[start Article]
A simple undirected graph with \(N\) vertices can have at most \(\displaystyle\frac{N(N-1)}{2}\) edges, so the answer is No when \(D > \displaystyle\frac{N-1}{2}\). Conversely, when \(D \le \displaystyle\frac{N-1}{2}\), the answer is Yes. For example, for each \(i = 1, 2, \dots, N\) and each \(k = 1, 2, \dots, D\), connect vertex \(i\) and vertex \((i + k)\) (or vertex \((i + k - N)\) when \(i + k > N\)) with an edge, and you will get a simple undirected graph that satisfies the condition.

Sample Implementation (C, 18 ms)

Simplicity

Assume that the graph is not simple, i.e., it has a self-loop or multi-edges, and derive a contradiction. In this case, there are \(i_1, i_2 \in \{1, 2, \dots, N\}\) and \(k_1, k_2 \in \{1, 2, \dots, D\}\) such that:

\[i_1 + k_1 \equiv i_2, \quad i_2 + k_2 \equiv i_1 \quad (\mathrm{mod} ~N).\]

(In the case of a self-loop, \(i_1 = i_2\), and in the case of multi-edges, \(i_1 \neq i_2\).) Adding both sides and rearranging, we get:

\[k_1 + k_2 \equiv 0 \quad (\mathrm{mod}~N).\]

However, this contradicts

\[2 = 1 + 1 \le k_1 + k_2 \le D + D \le N - 1.\]

Sparsity of induced subgraphs

Let \(G\) be the constructed graph, and for each \(k = 1, 2, \dots, D\), let \(G_k\) be the subgraph of \(G\) obtained by connecting only the edges between vertex \(i = 1, 2, \dots, N\) and vertex \((i + k)\) (or vertex \((i + k - N)\)). \(G_k \ (k = 1, 2, \dots, D)\) do not share edges, and \(G\) is obtained by summing them up, so for any vertex subset \(X\), the density of the induced subgraph of \(G\) by \(X\) is equal to the sum over \(k\) of the densities of the induced subgraphs of \(G_k\) by \(X\).
[end Article]
Prompt 1 => List every section heading in the editorial.
The editorial and the rows come from unrelated sources.
[start Input rows]
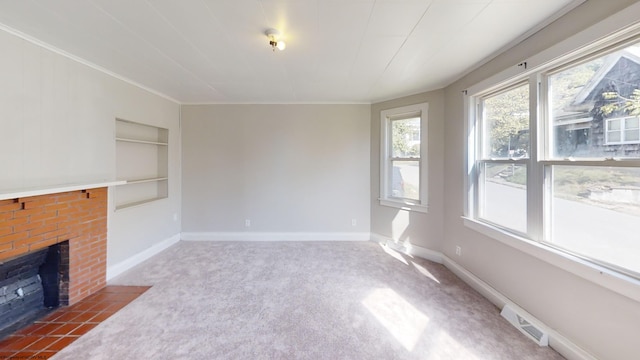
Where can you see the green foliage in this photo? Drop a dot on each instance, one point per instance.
(404, 132)
(506, 116)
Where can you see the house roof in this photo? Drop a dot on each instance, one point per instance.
(606, 73)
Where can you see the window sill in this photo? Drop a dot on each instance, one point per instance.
(403, 205)
(607, 278)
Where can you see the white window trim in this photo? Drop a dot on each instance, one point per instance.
(386, 116)
(622, 131)
(617, 27)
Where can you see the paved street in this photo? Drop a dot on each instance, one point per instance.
(591, 230)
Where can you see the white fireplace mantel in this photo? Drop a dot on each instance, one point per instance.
(44, 190)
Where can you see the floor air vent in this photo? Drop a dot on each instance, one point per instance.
(532, 331)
[end Input rows]
Prompt 2 => Copy the rows verbatim, from the line containing "Where can you see the paved" down through the last line of the rows.

Full solution 1 =>
Sample Implementation (C, 18 ms)
Simplicity
Sparsity of induced subgraphs

Full solution 2 =>
Where can you see the paved street in this photo? Drop a dot on each instance, one point per instance.
(591, 230)
Where can you see the white fireplace mantel in this photo? Drop a dot on each instance, one point per instance.
(44, 190)
Where can you see the floor air vent in this photo? Drop a dot on each instance, one point per instance.
(532, 331)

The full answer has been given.